» PAGE:
The radii of atomic nuclei are of the order of 5.0 \(\times\) 10\(^{-15}\) m. (a) Estimate the minimum uncertainty in the momentum of an electron if it is confined within a nucleus. (b) Take this uncertainty in momentum to be an estimate of the magnitude of the momentum. Use the relativistic relationship between energy and momentum, Eq. (37.39), to obtain an estimate of the kinetic energy of an electron confined within a nucleus. (c) Compare the energy calculated in part (b) to the magnitude of the Coulomb potential energy of a proton and an electron separated by 5.0 \(\times\) 10\(^{-15}\) m. On the basis of your result, could there be electrons within the nucleus? (\(Note\): It is interesting to compare this result to that of Problem 39.72.)

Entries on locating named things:

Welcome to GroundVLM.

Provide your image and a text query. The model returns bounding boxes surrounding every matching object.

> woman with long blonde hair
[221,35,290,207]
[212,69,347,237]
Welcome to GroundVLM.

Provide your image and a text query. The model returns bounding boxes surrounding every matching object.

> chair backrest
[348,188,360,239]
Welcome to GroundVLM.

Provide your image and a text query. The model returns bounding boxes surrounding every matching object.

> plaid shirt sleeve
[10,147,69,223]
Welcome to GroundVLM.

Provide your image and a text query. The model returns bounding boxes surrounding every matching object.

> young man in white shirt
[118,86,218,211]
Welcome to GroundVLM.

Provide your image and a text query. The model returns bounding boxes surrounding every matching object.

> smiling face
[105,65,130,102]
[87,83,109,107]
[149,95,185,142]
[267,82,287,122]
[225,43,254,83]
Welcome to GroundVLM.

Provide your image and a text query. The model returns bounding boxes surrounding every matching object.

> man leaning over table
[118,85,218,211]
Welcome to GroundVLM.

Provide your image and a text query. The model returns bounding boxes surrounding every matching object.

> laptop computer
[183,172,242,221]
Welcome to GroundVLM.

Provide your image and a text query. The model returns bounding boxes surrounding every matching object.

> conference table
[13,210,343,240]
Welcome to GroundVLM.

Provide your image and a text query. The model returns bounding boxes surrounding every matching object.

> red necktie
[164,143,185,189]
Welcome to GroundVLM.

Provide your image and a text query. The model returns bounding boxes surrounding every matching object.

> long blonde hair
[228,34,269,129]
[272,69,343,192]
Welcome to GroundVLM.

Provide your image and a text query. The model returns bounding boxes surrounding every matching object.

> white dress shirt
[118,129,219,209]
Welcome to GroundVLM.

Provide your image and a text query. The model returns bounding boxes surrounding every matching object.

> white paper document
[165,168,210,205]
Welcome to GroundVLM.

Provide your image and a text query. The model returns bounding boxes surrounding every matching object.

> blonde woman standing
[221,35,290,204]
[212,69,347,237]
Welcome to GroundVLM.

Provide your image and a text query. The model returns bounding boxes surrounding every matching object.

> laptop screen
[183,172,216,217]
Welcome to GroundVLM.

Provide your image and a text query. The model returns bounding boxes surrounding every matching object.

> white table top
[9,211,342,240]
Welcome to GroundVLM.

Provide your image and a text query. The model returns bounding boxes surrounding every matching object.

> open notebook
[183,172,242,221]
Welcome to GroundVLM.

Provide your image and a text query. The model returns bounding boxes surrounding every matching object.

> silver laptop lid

» PROBLEM STATEMENT: Can you repeat the part of the problem on electrons confined in a nucleus, word for word, starting at "The radii of" and ending at "of Problem 39.72.)"?

» TASK ANSWER:
The radii of atomic nuclei are of the order of 5.0 \(\times\) 10\(^{-15}\) m. (a) Estimate the minimum uncertainty in the momentum of an electron if it is confined within a nucleus. (b) Take this uncertainty in momentum to be an estimate of the magnitude of the momentum. Use the relativistic relationship between energy and momentum, Eq. (37.39), to obtain an estimate of the kinetic energy of an electron confined within a nucleus. (c) Compare the energy calculated in part (b) to the magnitude of the Coulomb potential energy of a proton and an electron separated by 5.0 \(\times\) 10\(^{-15}\) m. On the basis of your result, could there be electrons within the nucleus? (\(Note\): It is interesting to compare this result to that of Problem 39.72.)